- PROBLEM REQUIREMENTS:
Please pull out every line below that contains the word "brown" and copy each one in full.

|---|

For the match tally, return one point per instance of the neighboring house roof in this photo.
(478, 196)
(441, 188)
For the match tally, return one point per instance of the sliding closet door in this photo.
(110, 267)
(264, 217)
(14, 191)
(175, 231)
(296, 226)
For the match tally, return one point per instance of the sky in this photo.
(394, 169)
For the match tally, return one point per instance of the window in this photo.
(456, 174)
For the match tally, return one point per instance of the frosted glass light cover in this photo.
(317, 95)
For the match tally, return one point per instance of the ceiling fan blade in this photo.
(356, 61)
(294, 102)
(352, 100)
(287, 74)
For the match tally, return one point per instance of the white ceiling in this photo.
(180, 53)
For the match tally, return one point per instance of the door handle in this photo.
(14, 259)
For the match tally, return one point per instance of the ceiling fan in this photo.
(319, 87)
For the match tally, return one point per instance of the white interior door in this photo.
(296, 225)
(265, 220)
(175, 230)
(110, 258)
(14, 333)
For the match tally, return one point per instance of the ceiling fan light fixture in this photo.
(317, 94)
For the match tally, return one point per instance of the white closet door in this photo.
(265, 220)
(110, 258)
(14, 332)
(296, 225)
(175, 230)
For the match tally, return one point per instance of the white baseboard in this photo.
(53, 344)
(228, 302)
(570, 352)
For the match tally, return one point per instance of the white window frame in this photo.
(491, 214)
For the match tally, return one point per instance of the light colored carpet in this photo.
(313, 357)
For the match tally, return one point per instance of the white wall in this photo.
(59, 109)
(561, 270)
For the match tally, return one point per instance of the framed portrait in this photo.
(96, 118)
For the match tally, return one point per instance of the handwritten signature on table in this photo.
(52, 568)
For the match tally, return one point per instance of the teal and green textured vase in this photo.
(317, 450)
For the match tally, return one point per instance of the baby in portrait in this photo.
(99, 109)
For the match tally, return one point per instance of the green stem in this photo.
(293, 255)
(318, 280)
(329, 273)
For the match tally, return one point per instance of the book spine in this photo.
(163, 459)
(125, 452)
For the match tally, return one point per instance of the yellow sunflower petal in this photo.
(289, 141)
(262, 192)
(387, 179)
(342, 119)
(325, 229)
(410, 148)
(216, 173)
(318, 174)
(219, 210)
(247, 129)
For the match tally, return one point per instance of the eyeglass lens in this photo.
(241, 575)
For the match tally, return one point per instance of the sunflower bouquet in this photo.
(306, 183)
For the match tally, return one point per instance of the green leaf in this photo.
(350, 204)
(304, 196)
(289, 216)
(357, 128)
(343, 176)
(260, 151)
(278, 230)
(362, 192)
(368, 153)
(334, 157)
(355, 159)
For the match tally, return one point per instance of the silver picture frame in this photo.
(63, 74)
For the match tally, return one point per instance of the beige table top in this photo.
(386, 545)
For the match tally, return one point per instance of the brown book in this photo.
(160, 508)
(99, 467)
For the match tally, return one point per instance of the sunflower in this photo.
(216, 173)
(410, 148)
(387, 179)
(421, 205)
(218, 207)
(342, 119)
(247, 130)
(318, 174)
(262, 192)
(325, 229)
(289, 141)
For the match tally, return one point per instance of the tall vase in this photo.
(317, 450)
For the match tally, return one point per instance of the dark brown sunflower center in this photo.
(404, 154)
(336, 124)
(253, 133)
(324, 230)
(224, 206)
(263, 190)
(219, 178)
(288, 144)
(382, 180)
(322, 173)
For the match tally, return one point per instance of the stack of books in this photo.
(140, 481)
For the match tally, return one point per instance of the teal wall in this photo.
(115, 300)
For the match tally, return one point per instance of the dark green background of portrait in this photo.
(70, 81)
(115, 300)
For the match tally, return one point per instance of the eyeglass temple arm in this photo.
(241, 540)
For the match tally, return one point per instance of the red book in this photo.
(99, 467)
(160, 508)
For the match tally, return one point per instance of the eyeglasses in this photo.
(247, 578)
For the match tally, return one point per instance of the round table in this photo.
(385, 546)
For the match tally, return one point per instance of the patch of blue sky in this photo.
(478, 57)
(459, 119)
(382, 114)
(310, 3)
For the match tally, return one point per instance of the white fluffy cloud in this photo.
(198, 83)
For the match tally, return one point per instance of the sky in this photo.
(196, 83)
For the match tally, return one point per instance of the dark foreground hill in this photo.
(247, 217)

|---|

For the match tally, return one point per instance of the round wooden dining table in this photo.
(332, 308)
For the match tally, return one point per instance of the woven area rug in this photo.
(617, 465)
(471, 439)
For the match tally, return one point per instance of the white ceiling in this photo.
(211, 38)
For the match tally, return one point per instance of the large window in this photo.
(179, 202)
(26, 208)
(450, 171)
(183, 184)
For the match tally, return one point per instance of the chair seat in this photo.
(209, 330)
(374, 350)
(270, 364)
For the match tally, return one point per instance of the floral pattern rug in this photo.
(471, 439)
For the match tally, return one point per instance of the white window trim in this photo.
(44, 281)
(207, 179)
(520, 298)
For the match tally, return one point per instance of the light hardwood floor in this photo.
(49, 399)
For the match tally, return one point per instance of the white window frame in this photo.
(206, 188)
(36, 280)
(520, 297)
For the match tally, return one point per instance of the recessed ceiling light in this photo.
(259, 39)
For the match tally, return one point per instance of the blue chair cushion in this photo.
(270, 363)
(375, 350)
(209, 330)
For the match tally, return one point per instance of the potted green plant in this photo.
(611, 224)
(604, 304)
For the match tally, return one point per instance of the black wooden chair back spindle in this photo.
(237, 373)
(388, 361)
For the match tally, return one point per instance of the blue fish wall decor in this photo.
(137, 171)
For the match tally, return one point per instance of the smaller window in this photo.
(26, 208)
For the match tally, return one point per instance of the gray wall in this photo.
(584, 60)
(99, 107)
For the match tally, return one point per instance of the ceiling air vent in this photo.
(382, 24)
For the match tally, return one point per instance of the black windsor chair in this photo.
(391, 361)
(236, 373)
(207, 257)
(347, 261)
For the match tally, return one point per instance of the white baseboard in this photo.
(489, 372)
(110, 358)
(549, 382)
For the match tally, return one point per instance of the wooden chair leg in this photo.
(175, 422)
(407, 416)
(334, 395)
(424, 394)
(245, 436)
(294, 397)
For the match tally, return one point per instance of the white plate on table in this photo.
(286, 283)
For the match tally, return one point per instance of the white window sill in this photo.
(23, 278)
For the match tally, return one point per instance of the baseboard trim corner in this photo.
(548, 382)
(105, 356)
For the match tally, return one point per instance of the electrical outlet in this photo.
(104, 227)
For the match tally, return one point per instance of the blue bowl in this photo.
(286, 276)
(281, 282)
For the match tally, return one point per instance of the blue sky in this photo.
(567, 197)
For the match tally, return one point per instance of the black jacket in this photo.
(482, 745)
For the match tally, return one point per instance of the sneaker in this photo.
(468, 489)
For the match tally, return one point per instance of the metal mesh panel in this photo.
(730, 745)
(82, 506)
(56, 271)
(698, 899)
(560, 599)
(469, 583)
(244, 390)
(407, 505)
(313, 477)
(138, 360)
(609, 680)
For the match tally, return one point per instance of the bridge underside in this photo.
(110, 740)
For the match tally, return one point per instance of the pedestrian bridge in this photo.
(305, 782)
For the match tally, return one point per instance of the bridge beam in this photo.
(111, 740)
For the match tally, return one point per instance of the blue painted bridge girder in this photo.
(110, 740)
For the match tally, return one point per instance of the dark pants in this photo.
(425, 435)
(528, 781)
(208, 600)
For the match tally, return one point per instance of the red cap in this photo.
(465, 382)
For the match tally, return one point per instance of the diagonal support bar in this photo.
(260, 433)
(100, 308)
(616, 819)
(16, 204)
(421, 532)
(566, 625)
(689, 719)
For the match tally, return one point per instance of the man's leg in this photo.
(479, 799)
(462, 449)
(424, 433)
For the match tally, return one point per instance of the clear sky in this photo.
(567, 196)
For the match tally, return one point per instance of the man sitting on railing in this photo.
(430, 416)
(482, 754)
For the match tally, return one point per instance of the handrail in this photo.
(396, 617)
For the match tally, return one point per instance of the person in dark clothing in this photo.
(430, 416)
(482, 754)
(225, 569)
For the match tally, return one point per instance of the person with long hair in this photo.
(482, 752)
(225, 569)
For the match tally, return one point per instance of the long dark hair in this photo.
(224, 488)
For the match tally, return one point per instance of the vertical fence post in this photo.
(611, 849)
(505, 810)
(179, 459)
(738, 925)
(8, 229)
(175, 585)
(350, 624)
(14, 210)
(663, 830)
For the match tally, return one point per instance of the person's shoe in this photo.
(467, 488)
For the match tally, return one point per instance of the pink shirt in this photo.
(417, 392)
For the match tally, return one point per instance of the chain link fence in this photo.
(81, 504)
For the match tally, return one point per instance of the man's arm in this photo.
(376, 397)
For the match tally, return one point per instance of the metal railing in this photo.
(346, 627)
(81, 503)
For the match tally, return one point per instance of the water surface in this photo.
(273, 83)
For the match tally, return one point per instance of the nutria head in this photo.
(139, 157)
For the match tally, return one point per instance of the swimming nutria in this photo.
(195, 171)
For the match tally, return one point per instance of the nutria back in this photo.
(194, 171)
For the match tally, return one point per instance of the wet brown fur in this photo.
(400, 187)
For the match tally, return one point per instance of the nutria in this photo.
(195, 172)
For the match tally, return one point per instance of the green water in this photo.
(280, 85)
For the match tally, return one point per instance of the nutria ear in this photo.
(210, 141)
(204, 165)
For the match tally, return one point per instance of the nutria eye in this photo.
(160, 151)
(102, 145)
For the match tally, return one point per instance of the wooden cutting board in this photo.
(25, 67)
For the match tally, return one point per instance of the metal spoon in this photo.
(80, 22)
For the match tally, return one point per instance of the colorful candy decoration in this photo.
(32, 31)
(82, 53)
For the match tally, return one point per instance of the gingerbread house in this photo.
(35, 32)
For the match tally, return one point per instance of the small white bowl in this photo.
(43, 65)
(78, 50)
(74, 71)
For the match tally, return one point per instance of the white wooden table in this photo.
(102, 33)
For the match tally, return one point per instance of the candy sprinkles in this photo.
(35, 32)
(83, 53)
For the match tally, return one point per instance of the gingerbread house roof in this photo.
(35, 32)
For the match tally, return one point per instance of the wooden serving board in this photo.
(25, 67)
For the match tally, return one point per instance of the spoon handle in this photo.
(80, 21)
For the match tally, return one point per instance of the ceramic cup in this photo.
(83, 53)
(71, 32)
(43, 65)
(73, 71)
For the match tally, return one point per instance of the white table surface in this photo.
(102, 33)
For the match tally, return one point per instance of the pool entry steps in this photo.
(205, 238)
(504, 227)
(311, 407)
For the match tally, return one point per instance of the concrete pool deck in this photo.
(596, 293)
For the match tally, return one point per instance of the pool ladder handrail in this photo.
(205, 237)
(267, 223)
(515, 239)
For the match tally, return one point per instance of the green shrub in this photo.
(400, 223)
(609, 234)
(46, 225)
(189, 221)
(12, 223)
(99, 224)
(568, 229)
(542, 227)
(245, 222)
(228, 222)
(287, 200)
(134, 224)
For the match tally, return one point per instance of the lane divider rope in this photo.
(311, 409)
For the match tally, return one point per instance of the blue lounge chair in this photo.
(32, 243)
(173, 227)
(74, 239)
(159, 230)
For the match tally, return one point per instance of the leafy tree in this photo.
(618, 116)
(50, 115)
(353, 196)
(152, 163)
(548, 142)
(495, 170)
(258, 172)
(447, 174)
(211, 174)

|---|

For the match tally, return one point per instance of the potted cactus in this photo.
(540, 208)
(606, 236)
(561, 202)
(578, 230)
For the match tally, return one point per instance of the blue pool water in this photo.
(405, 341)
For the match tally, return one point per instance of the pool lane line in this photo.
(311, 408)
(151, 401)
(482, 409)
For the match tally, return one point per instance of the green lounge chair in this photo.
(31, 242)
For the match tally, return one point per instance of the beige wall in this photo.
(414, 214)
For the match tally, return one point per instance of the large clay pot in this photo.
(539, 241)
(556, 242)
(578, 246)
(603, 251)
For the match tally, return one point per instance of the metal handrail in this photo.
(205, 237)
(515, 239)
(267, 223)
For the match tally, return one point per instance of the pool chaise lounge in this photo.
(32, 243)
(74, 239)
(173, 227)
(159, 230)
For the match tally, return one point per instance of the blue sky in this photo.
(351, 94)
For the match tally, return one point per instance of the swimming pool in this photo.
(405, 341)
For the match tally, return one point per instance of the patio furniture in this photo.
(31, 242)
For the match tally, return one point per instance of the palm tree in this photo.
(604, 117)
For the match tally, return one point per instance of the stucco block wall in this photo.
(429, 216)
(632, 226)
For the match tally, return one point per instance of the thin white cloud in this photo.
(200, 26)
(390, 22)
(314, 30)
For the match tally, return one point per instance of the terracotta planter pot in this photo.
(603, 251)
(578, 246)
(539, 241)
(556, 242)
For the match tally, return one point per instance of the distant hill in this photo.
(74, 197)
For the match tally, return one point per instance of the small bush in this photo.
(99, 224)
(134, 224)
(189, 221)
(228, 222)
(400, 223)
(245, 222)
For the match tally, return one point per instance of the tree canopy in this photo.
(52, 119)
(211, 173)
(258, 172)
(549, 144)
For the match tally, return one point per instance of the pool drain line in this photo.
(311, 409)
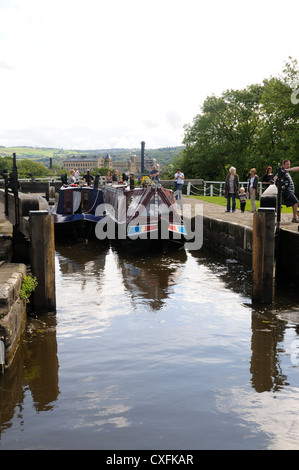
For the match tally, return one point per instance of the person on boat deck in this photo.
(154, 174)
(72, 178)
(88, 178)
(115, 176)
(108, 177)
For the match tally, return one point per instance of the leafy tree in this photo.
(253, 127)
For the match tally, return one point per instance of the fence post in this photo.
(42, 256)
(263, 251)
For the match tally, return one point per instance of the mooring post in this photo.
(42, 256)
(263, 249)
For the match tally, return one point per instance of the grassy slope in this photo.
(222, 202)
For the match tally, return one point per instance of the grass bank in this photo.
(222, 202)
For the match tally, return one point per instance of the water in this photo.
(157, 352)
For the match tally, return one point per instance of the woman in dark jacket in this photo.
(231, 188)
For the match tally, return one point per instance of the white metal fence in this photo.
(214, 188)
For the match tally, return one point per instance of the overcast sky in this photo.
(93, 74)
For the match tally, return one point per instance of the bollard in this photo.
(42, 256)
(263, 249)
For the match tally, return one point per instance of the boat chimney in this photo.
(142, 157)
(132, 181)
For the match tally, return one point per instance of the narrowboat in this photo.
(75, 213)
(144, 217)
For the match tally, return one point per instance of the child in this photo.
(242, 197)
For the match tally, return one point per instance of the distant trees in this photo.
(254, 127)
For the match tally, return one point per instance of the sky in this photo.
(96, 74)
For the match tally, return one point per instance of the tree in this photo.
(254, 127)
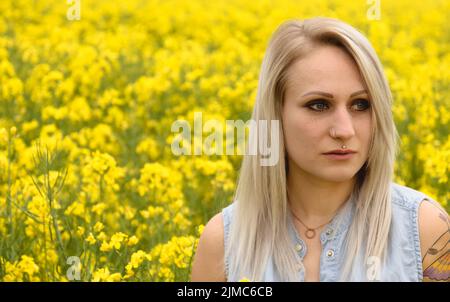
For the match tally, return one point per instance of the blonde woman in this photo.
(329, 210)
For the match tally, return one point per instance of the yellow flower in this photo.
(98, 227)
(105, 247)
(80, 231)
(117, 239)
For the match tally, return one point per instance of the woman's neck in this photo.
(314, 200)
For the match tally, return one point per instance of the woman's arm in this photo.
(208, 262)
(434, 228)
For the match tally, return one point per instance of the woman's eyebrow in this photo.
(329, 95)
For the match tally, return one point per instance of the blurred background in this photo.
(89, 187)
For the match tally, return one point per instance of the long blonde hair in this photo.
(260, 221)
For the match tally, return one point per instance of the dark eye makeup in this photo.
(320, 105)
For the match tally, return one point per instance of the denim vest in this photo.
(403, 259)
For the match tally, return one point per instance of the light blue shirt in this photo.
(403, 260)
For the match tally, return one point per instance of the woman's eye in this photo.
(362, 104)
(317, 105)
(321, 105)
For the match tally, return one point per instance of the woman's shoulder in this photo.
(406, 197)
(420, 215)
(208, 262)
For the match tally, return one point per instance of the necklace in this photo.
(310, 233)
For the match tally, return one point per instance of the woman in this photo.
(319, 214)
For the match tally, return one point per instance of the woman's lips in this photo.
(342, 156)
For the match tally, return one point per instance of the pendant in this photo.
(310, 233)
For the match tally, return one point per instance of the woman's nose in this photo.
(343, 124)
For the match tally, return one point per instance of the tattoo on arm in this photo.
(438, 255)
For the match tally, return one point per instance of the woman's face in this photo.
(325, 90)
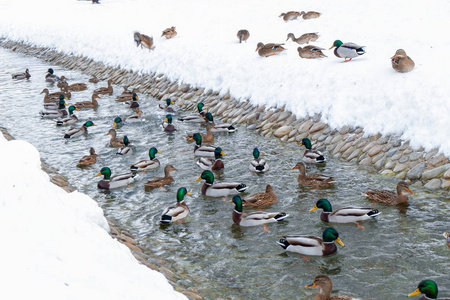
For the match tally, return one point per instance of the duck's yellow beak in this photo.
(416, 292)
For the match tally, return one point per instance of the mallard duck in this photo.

|---|

- WRITTEN SOLUTION:
For the match tally, return one point per instance of the brown book in this photo.
For the match tally, return one point per instance of the dark brown sunflower center in this photo.
For the match tally, return one point per instance of the wet brown fur in this photo.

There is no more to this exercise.